[[ Records to process open ]]

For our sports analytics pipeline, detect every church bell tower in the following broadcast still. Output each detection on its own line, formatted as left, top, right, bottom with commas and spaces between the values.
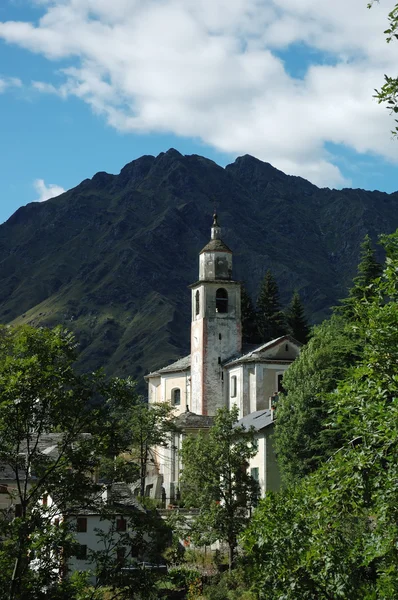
190, 214, 242, 415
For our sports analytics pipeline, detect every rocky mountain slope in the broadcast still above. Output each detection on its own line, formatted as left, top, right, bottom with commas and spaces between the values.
1, 149, 397, 390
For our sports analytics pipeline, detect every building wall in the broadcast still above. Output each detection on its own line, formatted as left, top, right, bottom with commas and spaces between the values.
246, 425, 281, 497
191, 282, 241, 416
69, 513, 144, 580
227, 366, 243, 416
148, 372, 189, 416
199, 250, 232, 281
269, 341, 299, 360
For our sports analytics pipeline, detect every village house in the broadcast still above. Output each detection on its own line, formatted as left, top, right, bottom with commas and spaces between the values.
0, 434, 150, 582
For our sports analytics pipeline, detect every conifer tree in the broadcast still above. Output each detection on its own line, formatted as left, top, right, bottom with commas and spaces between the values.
241, 283, 259, 344
256, 270, 287, 342
285, 290, 310, 344
340, 234, 383, 318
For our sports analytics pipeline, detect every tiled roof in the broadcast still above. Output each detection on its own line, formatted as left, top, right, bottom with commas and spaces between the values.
146, 354, 191, 378
0, 433, 93, 481
174, 411, 214, 429
199, 239, 232, 254
224, 335, 301, 367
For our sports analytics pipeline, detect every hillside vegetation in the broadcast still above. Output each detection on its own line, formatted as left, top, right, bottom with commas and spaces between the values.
0, 149, 397, 387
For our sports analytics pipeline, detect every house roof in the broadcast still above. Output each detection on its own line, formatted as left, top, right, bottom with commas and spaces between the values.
224, 335, 302, 368
145, 354, 191, 379
69, 483, 145, 516
174, 410, 214, 430
0, 433, 93, 482
237, 409, 273, 432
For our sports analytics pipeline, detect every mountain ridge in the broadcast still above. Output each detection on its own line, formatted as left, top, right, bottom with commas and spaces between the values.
0, 149, 397, 389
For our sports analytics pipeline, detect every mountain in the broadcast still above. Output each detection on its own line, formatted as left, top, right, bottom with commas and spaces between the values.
0, 149, 397, 390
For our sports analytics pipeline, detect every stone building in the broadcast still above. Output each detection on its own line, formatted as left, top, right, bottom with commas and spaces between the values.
145, 215, 301, 499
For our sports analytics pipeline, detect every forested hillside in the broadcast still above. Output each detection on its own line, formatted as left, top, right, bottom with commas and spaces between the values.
0, 148, 397, 386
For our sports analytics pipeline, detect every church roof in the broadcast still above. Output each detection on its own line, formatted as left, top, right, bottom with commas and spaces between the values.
199, 238, 232, 254
237, 409, 273, 432
175, 410, 214, 429
145, 354, 191, 379
224, 335, 302, 367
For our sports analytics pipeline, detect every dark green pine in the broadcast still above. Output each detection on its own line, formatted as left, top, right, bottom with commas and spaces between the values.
286, 291, 310, 344
256, 270, 287, 342
241, 283, 260, 344
339, 234, 383, 318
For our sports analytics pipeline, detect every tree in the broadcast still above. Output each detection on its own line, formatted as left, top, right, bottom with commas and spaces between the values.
0, 325, 105, 599
256, 270, 287, 342
339, 234, 382, 318
110, 394, 178, 499
369, 2, 398, 134
0, 325, 167, 599
275, 236, 381, 484
274, 316, 361, 484
180, 406, 259, 571
241, 283, 259, 344
243, 230, 398, 599
285, 290, 310, 344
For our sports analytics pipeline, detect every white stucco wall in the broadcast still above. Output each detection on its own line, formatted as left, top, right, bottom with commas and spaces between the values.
247, 426, 281, 497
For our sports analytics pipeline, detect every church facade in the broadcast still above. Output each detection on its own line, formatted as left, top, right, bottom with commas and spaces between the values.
145, 215, 301, 500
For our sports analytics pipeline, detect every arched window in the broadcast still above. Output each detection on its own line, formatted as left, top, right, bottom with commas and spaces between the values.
195, 290, 200, 316
216, 288, 228, 313
172, 388, 181, 406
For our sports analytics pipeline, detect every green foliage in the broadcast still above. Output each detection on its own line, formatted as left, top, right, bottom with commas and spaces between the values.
285, 290, 310, 344
203, 570, 256, 600
104, 385, 177, 497
0, 325, 105, 599
256, 270, 288, 342
274, 316, 361, 483
241, 284, 259, 344
243, 230, 398, 599
370, 2, 398, 135
167, 566, 201, 589
0, 324, 170, 599
339, 234, 382, 319
180, 407, 259, 571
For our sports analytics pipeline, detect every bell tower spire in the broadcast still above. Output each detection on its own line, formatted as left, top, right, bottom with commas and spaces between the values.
190, 215, 242, 416
211, 212, 221, 239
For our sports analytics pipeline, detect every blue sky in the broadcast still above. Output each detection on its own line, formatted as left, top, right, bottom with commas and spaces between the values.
0, 0, 397, 224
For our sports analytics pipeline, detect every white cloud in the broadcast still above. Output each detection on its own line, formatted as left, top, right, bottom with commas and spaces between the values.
0, 76, 22, 93
1, 0, 397, 187
34, 179, 66, 202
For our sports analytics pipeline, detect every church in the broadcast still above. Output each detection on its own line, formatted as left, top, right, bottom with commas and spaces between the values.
145, 215, 301, 501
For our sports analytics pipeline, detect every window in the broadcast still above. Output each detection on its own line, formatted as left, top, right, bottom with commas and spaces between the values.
251, 467, 259, 482
277, 374, 284, 393
42, 494, 48, 507
76, 517, 87, 532
117, 547, 126, 564
195, 290, 200, 316
15, 504, 22, 517
172, 388, 181, 406
231, 376, 237, 398
285, 344, 289, 352
215, 288, 228, 313
75, 544, 87, 560
116, 518, 127, 532
0, 485, 7, 494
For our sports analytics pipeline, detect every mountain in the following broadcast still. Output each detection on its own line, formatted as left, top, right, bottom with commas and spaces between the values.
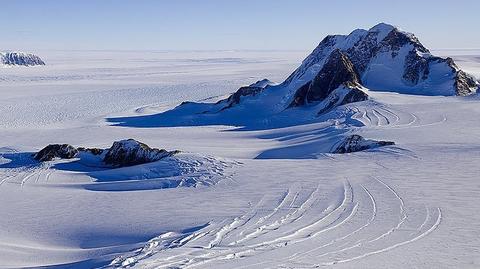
114, 23, 479, 130
0, 51, 45, 66
284, 23, 478, 96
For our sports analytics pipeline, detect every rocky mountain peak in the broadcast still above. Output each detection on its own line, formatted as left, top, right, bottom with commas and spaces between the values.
379, 28, 429, 55
369, 22, 395, 33
283, 23, 478, 97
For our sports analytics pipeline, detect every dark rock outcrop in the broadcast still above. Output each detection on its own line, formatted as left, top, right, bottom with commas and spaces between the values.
1, 52, 45, 66
455, 70, 478, 96
34, 144, 78, 161
103, 139, 180, 167
34, 140, 179, 167
221, 86, 265, 110
220, 79, 274, 111
333, 135, 394, 154
289, 49, 367, 108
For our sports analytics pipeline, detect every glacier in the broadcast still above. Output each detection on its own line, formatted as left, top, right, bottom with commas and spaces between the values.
0, 24, 479, 269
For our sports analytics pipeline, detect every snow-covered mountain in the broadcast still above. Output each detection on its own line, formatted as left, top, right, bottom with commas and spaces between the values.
284, 23, 478, 96
158, 23, 478, 127
0, 51, 45, 66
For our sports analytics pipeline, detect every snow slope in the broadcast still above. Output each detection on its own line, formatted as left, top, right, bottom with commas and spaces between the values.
0, 49, 479, 269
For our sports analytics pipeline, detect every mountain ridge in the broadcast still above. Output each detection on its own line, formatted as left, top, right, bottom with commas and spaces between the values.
1, 51, 45, 66
284, 23, 478, 97
109, 23, 480, 129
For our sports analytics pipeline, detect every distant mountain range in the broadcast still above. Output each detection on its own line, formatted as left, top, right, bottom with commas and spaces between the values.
1, 51, 45, 66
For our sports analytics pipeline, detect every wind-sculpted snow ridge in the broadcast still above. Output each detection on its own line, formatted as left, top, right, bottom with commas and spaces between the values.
104, 178, 441, 268
0, 51, 45, 66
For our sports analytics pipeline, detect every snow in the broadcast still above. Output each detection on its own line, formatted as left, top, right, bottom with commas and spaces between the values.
362, 45, 457, 96
368, 22, 395, 42
0, 49, 479, 269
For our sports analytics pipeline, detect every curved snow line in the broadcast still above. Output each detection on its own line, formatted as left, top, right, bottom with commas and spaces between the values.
252, 190, 291, 226
0, 173, 16, 186
151, 182, 350, 269
370, 109, 382, 126
288, 184, 377, 262
308, 178, 435, 267
225, 191, 302, 244
319, 207, 442, 266
411, 206, 430, 236
229, 202, 360, 269
377, 106, 400, 125
253, 181, 352, 247
180, 182, 354, 268
293, 179, 406, 263
372, 109, 390, 126
232, 186, 320, 245
206, 206, 263, 248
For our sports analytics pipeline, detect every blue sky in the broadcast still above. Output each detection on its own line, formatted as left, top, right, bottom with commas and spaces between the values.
1, 0, 479, 51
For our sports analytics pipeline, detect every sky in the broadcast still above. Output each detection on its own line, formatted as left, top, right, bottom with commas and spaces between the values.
1, 0, 479, 51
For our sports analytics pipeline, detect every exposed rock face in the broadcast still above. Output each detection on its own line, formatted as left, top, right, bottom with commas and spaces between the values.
333, 135, 394, 154
1, 52, 45, 66
34, 144, 78, 161
103, 139, 179, 167
452, 66, 479, 96
289, 49, 366, 108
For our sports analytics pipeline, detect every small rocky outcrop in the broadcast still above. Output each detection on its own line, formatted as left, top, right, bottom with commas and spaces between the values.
103, 139, 180, 167
34, 139, 179, 167
34, 144, 79, 161
289, 49, 367, 108
333, 135, 394, 154
1, 52, 45, 66
77, 147, 104, 155
219, 79, 274, 111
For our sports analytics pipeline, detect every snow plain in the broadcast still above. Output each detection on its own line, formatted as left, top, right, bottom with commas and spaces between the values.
0, 50, 479, 269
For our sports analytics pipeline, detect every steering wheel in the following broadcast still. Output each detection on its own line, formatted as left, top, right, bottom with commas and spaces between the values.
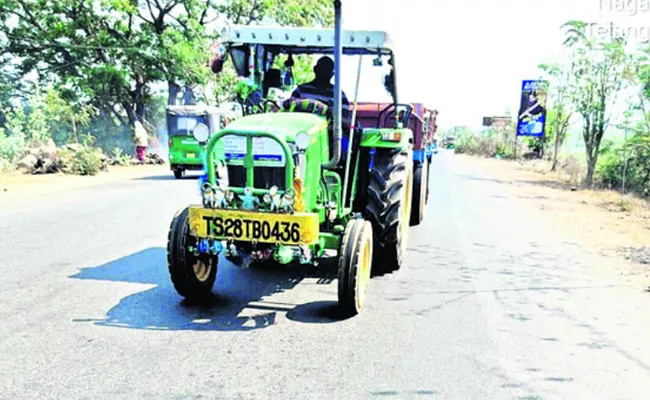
376, 103, 413, 129
262, 99, 281, 113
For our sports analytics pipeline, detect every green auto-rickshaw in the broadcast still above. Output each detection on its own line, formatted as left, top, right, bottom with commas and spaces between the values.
166, 104, 241, 179
443, 136, 456, 150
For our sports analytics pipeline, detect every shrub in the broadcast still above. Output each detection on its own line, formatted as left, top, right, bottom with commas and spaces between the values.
594, 135, 650, 196
111, 147, 131, 166
0, 131, 26, 172
59, 135, 106, 176
558, 155, 585, 185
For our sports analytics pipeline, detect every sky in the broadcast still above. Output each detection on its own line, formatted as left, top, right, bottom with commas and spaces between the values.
337, 0, 650, 131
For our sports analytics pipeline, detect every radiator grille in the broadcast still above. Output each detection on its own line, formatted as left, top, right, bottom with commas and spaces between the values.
226, 165, 286, 191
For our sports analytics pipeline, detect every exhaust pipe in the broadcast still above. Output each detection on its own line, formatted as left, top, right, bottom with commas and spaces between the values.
322, 0, 343, 170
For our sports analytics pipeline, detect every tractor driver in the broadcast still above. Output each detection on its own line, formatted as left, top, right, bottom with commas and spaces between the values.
290, 56, 352, 133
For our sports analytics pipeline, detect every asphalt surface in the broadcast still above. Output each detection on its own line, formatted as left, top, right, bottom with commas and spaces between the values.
1, 151, 650, 400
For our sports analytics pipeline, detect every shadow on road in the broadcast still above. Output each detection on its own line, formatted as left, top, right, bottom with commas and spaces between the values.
133, 174, 198, 181
69, 247, 346, 331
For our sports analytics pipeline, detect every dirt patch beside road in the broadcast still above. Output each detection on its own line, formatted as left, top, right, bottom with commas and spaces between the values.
456, 154, 650, 290
0, 164, 173, 204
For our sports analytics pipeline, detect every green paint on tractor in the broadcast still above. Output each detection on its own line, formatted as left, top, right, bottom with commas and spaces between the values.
165, 4, 431, 318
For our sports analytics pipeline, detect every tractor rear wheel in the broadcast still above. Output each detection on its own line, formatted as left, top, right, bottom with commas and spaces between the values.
167, 207, 218, 300
365, 147, 413, 274
409, 161, 427, 226
338, 219, 373, 317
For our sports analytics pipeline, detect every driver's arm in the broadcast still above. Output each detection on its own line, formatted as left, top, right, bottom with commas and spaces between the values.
341, 91, 351, 132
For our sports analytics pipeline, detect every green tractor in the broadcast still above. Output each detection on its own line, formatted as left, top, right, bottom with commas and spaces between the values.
166, 1, 416, 316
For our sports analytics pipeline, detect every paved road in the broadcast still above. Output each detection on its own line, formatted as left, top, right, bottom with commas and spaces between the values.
1, 151, 649, 400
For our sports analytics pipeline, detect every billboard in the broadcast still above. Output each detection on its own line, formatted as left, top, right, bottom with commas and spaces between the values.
483, 116, 512, 128
516, 80, 548, 137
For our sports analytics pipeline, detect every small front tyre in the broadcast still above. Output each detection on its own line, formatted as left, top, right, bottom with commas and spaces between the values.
167, 207, 218, 301
338, 219, 373, 317
173, 168, 184, 179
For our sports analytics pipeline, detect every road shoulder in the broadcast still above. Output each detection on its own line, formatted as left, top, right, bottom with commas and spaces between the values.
455, 154, 650, 291
0, 164, 173, 205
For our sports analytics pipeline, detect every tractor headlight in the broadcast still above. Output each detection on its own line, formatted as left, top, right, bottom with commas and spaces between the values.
382, 131, 402, 142
192, 123, 210, 143
295, 132, 311, 151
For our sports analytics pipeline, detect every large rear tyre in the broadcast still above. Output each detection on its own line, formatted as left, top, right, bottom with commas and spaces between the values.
365, 147, 413, 274
167, 207, 218, 300
409, 161, 427, 226
338, 219, 373, 317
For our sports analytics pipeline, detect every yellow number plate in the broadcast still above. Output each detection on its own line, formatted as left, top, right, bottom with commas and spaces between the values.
186, 153, 196, 159
188, 206, 319, 245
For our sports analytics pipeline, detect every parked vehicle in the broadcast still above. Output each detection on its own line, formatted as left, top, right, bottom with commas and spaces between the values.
166, 104, 242, 179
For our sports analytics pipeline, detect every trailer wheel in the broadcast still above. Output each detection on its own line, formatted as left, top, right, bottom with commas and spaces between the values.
409, 161, 427, 226
365, 147, 413, 274
338, 219, 373, 317
167, 207, 218, 300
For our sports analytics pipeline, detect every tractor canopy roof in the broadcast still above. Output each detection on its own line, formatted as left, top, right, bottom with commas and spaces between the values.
220, 25, 394, 56
220, 112, 327, 141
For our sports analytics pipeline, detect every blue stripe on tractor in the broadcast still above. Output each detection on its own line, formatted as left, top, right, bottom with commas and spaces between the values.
424, 144, 433, 158
413, 149, 425, 163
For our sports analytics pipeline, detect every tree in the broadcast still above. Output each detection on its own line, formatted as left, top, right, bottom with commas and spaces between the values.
538, 61, 575, 171
624, 45, 650, 194
0, 0, 155, 125
44, 89, 96, 144
562, 20, 629, 187
0, 0, 334, 130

[[ Records to process closed ]]

Requirement: Only the lines from the one with "For our sports analytics pipeline, detect every trailer" through the end of the material are wanted; copy them exactly, both ends included.

Solution below:
For our sports analytics pipeline, detect every trailer wheel in the broadcast still above. Output each detection on its own line, formatted as left, top, right, bottom with commas and spaces between the values.
409, 161, 427, 226
365, 147, 413, 274
338, 219, 373, 317
167, 207, 218, 300
For our sports analytics pipeline, detect every tractor canopy roof in the broadcast still above. Output each detection on its own line, formatted as left, top, right, bottom with commas and spaces between the values.
220, 25, 394, 56
220, 112, 327, 141
For our sports analytics pipeline, detect every blue stripe on tractor in the broadcast still above. Output each detection on its own line, formatted as left, top, right, bottom with commas and spaces between the values.
424, 144, 433, 158
413, 149, 425, 163
For our sports analytics pipeline, detect every tree in the broadcast still above. Output each detection on its own line, formatted as left, top, right, bottom with commas and spaces between the values.
538, 61, 575, 171
624, 45, 650, 194
0, 0, 155, 125
44, 89, 96, 144
562, 20, 629, 187
0, 0, 334, 130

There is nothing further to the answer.